WRITTEN EXERCISE 1
According to the passage on bog oaks, why do farmers leave the logs in piles at the roadside? Answer in one to three sentences.
WRITTEN EXERCISE 2
Write what comes next in the passage on bog oaks, continuing on from its final sentence.

READING PASSAGE
----

Bog oaks
Anyone venturing off the main
roads around Bourne and into the narrow fenland lanes will encounter many
roadside piles of wooden logs, distorted in shape and discoloured
grey-black with age because they are indeed relics from the dim and
distant past.
These ancient timbers that have been preserved in wetlands such as the
fens around Bourne for several millenia have become known as bog oaks,
although they can also be yew or pine. Many massive specimens have been
turned up by the plough, some up to 40 feet long, and discarded at a safe
distance in order not to hamper future farming operations.
They are the remains of the forest that existed here after the Ice Ages,
the trees rotting and eventually falling into the peat soil and their
recovery provides a snapshot of ancient natural history.
The British Isles were once part of the continental land mass and the
rivers of eastern England tributaries of the River Rhine. Around 12,000
years ago, during the Ice Ages, the Arctic caps spread southwards as far
as the Thames valley and 2,000 years later, as the ice began to melt, low
lying areas of land flooded and created freshwater lakes and swamps.
For the next four thousand or so years, these Neolithic wetlands teemed
with plant life. Great oak forests evolved between the lakes and over time
fallen trees and vegetation composted down to form nutrient rich soils.

----

Records excerpted from a collection:
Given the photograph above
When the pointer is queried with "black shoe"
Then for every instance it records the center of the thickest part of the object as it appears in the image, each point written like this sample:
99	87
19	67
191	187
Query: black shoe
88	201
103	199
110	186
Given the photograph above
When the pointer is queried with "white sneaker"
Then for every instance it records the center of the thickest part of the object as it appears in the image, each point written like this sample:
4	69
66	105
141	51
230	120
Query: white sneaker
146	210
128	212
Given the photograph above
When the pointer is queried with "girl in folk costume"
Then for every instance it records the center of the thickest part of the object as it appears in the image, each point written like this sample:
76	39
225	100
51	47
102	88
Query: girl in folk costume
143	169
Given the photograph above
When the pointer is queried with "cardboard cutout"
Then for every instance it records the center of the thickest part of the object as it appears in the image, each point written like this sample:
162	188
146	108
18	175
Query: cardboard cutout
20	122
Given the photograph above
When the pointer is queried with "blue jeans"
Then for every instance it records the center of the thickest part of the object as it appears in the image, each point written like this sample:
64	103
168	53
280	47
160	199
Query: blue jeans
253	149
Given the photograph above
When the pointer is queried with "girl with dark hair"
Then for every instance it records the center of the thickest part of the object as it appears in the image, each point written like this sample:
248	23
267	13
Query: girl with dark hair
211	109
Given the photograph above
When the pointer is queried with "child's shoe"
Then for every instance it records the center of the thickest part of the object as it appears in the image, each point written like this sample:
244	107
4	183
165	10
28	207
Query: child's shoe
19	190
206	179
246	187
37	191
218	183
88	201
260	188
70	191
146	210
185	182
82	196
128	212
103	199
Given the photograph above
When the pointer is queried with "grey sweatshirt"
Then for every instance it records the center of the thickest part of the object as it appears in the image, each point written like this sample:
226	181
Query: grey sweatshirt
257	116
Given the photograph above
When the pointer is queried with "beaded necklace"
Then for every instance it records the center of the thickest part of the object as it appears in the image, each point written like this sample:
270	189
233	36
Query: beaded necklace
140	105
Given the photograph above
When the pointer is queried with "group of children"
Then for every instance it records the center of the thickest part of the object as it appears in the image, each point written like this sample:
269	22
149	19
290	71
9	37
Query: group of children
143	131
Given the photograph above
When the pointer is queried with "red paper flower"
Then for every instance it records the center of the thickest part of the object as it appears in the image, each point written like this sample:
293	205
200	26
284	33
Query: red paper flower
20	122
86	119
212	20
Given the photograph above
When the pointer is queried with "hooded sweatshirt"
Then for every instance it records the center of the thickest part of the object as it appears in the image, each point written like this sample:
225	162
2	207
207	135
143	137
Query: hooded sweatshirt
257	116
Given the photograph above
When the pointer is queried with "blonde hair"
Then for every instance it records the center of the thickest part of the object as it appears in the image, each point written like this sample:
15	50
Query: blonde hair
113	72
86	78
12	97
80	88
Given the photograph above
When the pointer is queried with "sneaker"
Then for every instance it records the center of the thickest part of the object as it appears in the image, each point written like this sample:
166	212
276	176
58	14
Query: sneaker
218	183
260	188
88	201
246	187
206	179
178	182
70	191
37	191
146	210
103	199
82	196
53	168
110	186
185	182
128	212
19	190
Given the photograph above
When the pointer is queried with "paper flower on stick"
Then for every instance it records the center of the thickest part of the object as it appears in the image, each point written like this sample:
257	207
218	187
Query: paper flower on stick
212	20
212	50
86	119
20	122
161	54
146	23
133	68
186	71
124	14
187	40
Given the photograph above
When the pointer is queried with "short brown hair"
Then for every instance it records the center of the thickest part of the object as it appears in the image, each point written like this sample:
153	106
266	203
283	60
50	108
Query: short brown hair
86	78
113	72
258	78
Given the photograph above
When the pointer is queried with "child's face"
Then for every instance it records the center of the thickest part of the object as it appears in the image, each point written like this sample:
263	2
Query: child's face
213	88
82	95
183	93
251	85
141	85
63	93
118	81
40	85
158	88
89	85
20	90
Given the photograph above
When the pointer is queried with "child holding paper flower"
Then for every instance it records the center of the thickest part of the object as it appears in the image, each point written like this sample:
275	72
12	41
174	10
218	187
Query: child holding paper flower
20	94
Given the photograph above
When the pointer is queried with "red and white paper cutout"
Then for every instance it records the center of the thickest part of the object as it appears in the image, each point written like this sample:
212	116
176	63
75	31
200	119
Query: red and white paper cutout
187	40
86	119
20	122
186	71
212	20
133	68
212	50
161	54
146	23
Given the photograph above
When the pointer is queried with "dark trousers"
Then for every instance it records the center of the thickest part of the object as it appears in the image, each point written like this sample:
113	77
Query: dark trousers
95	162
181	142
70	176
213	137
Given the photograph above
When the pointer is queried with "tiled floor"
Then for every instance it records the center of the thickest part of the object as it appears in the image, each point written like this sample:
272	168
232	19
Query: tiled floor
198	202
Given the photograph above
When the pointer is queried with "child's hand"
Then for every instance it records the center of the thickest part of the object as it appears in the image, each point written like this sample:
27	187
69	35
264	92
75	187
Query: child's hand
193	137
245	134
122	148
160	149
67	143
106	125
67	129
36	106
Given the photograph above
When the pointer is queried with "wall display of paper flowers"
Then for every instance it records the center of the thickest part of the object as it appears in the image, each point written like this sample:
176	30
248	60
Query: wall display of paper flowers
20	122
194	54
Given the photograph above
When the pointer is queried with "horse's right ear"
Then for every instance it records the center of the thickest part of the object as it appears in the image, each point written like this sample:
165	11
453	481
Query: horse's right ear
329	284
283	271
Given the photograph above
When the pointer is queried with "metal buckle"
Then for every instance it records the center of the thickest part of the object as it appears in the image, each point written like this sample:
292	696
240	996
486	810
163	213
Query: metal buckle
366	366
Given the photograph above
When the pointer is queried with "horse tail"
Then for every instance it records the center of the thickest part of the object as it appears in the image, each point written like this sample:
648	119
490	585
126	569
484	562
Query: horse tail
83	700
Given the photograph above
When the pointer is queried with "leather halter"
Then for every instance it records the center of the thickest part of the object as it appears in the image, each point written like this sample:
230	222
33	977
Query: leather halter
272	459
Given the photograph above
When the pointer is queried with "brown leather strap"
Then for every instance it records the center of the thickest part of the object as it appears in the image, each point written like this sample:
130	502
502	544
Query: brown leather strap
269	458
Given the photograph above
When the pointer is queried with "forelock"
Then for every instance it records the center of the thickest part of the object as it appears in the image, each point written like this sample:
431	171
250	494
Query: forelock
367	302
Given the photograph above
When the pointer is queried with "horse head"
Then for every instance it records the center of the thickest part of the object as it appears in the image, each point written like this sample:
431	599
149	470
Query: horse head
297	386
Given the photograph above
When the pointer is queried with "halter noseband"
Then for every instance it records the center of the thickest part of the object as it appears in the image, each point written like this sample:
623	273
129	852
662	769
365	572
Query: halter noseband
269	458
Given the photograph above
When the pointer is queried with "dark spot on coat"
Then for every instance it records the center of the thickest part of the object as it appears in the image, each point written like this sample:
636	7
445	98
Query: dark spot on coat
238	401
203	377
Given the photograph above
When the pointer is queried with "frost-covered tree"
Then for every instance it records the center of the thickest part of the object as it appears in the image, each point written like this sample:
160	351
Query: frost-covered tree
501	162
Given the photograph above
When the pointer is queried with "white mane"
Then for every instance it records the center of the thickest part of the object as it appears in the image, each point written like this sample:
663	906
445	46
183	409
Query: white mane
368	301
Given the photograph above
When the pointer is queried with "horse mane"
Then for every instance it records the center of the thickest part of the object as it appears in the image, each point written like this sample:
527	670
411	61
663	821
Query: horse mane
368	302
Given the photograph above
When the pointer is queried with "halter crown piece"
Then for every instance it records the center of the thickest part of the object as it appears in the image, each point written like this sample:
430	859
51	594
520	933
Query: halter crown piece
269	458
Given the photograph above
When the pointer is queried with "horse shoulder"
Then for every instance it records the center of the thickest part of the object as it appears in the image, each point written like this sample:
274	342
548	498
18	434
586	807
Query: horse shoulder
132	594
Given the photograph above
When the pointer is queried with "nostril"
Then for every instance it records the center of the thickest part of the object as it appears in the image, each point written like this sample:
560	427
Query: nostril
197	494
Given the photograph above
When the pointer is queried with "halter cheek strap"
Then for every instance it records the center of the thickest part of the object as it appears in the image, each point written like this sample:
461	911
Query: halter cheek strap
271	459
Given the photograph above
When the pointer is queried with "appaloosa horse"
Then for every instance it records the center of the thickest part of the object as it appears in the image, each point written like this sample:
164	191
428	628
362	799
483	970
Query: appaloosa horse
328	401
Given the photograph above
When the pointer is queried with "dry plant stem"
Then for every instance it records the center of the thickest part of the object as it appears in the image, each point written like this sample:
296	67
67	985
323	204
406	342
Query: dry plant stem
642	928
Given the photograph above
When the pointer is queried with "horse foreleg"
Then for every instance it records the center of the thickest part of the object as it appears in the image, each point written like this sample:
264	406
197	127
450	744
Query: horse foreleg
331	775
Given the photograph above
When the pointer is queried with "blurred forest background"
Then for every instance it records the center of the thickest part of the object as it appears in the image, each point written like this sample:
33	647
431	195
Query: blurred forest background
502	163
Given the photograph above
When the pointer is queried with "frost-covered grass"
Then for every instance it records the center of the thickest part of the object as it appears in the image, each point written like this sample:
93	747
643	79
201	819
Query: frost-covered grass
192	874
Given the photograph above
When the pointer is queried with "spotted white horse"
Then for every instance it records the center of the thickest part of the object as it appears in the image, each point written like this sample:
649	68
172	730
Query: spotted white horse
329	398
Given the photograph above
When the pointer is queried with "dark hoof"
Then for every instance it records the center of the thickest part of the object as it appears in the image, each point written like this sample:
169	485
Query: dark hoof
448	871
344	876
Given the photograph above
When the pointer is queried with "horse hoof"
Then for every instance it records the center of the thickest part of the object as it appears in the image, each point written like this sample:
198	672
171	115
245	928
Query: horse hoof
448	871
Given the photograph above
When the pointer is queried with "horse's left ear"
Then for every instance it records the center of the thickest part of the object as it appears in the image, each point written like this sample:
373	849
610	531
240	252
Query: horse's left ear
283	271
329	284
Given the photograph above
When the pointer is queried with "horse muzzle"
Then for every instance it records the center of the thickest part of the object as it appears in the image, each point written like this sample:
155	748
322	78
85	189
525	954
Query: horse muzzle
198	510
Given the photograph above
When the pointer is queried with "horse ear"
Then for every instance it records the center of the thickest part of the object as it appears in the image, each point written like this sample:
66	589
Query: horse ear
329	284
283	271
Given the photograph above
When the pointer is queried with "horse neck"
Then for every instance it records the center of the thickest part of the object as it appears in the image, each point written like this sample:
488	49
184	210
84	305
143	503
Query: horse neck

----

WRITTEN RESPONSE 1
The ancient timbers are turned up by the plough, and farmers move them a safe distance away so they won't hamper future farming operations.

WRITTEN RESPONSE 2
Some of the trees and branches fell into the lakes and ponds and sank to
the bottom and in these dark, airless conditions the timbers were
preserved from decay by the acidic and anaerobic bog for hundreds and even
thousands of years. The wood is usually stained brown by tannins dissolved
in the acidic water and bog wood represents the early stages in the
fossilisation of wood, eventually forming lignite and coal over a period
of many millions of years.
From time to time, the preserved timbers reach the earth's surface like
spirits from the past to remind us of what was once here. Although these
fossilised trees are known by the local name of bog oaks they can be any
species growing naturally near or in bogs including yew, pine and swamp
cypress. They are the legacy of this wet low lying land frequently
revealed as farmers plough deeper each year and throwing up huge sections
of preserved tree trunks in these fertile acres, so large that in past
times a special device was attached to the plough to release the horse
whenever the blade struck one and some were so large that several horses
were needed to pull them from the ground.
Many can still be seen in fen areas where they have been hauled clear of
the field and abandoned on the grass verge at the roadside and during the
19th century, these finds were no numerous that farmers cut them up and
used the wood to build fences and even today, many people collect sections
to decorate their rockeries and as garden ornaments.
The ancient forests that could be found in these parts were home to many
species of wild animals whose remains have also been found such as bones,
horns and antlers and particularly the teeth of mammoths, one so large
being recovered from the gravel pits around Deeping St James, near Bourne,
that it was used for many years by a family as a door stop.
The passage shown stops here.